§ TEXT PROVIDED:
● ● ● ● ●

In [None]:
"""
Comprehensive Installation Script for ML/NLP Pipeline
==================================================
This script sets up a complete machine learning environment with document processing,
vector embeddings, and conversational AI capabilities. Designed for Kaggle environments
but adaptable to other platforms.

Dependencies installed:
- Document processing: PyMuPDF, Pillow, Tesseract OCR
- ML/NLP: Transformers, Sentence Transformers, FAISS, Torch
- Frameworks: LangChain ecosystem, Gradio for UI
- Utilities: Accelerate, FSSpec for file handling
"""

# Import required system modules
import os  # For environment variable management
import sys  # For system-specific parameters and functions

# =============================================================================
# ENVIRONMENT CONFIGURATION
# =============================================================================
# Configure cache directories to avoid storage conflicts and improve performance
# These paths are optimized for Kaggle's file system structure

# Set Transformers library cache location to working directory
# Prevents downloading models to default cache which may have space limitations
os.environ["TRANSFORMERS_CACHE"] = "/kaggle/working/transformers_cache"

# Set Hugging Face Hub cache location for model storage
# Centralizes all HF model downloads to a single, manageable location
os.environ["HF_HOME"] = "/kaggle/working/huggingface_cache"

# =============================================================================
# DOCUMENT PROCESSING LIBRARIES
# =============================================================================
# Install PDF processing and OCR capabilities

# PyMuPDF v1.23.0 - High-performance PDF processing library
# Pinned version for stability and compatibility
!pip install --upgrade --quiet PyMuPDF==1.23.0

# Install image processing and OCR suite
# PyMuPDF: PDF manipulation and text extraction
# Pillow: Python Imaging Library for image processing
# pytesseract: Python wrapper for Tesseract OCR engine
!pip install --upgrade --quiet \
    PyMuPDF pillow pytesseract

# =============================================================================
# MACHINE LEARNING AND NLP CORE LIBRARIES
# =============================================================================
# Install foundational ML libraries for embedding and similarity search

# Sentence Transformers - Pre-trained models for semantic text embeddings
# Enables conversion of text to high-dimensional vectors for similarity analysis
!pip install --upgrade --quiet sentence-transformers

# FAISS (Facebook AI Similarity Search) - Efficient similarity search library
# CPU version for vector indexing and nearest neighbor search
!pip install --upgrade --quiet faiss-cpu

# Core ML framework installations
# Transformers: Hugging Face's transformer models library
# Torch: PyTorch deep learning framework
!pip install --upgrade --quiet transformers torch

# =============================================================================
# USER INTERFACE AND ACCELERATION
# =============================================================================
# Install libraries for model acceleration and web interface creation

# Gradio - Python library for creating ML web interfaces
# Enables easy deployment of models with interactive web UIs
!pip install --upgrade --quiet gradio

# Accelerate - Hugging Face library for distributed training and inference
# Optimizes model loading and computation across different hardware configurations
!pip install --upgrade --quiet accelerate

# Redundant PyMuPDF installation (consider removing in production)

● ● ● ● ●

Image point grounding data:
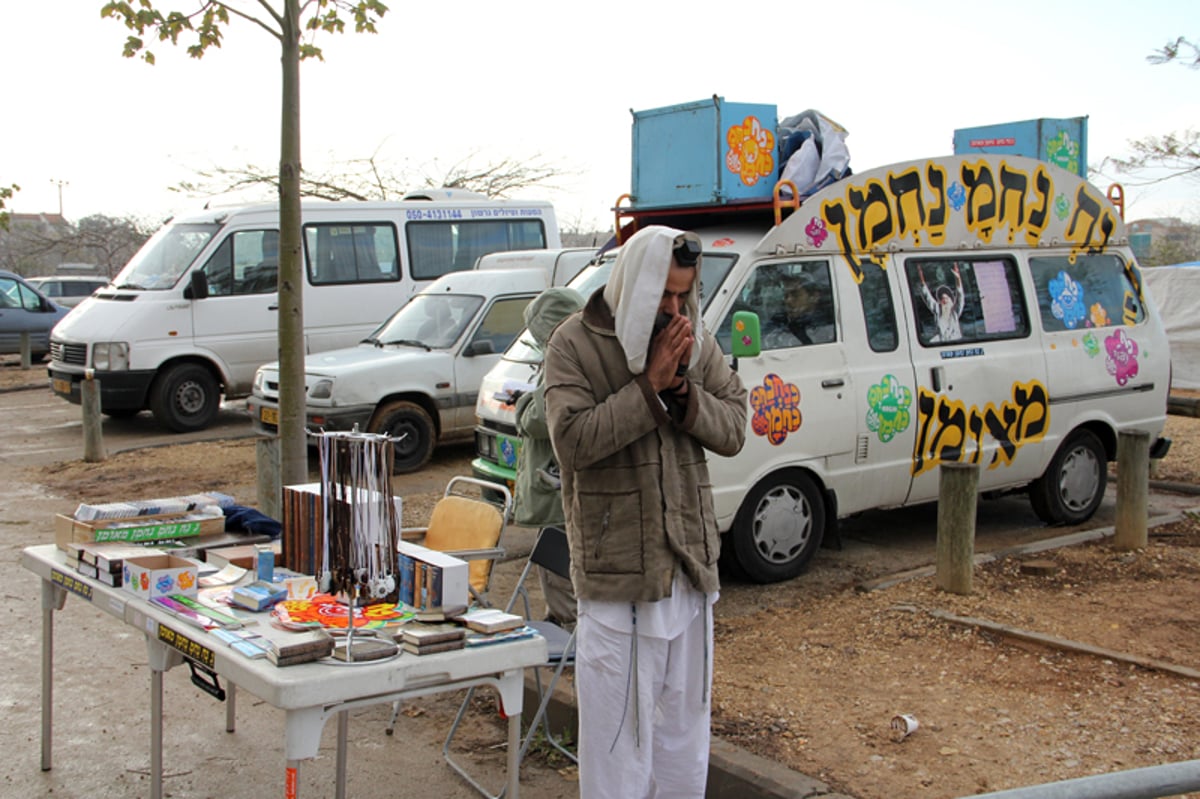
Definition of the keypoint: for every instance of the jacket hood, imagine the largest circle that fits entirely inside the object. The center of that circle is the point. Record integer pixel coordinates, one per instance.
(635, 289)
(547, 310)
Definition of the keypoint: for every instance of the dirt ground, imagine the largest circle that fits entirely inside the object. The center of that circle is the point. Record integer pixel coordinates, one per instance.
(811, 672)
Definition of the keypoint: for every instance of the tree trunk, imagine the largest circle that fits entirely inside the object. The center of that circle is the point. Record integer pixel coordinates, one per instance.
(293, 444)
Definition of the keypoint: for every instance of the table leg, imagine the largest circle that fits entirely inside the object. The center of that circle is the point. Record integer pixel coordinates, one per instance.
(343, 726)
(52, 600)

● ● ● ● ●

§ TO DO:
1 – Answer these questions about the installation script:
(a) What path is assigned to the TRANSFORMERS_CACHE environment variable?
(b) Which version of PyMuPDF is pinned?
(c) Which FAISS package does the script install?
2 – Extract the part of the installation script between "# Accelerate - Hugging" and "removing in production)", inclusive.

§ ANSWERS:
1 –
(a) /kaggle/working/transformers_cache
(b) 1.23.0
(c) faiss-cpu

2 –
# Accelerate - Hugging Face library for distributed training and inference
# Optimizes model loading and computation across different hardware configurations
!pip install --upgrade --quiet accelerate

# Redundant PyMuPDF installation (consider removing in production)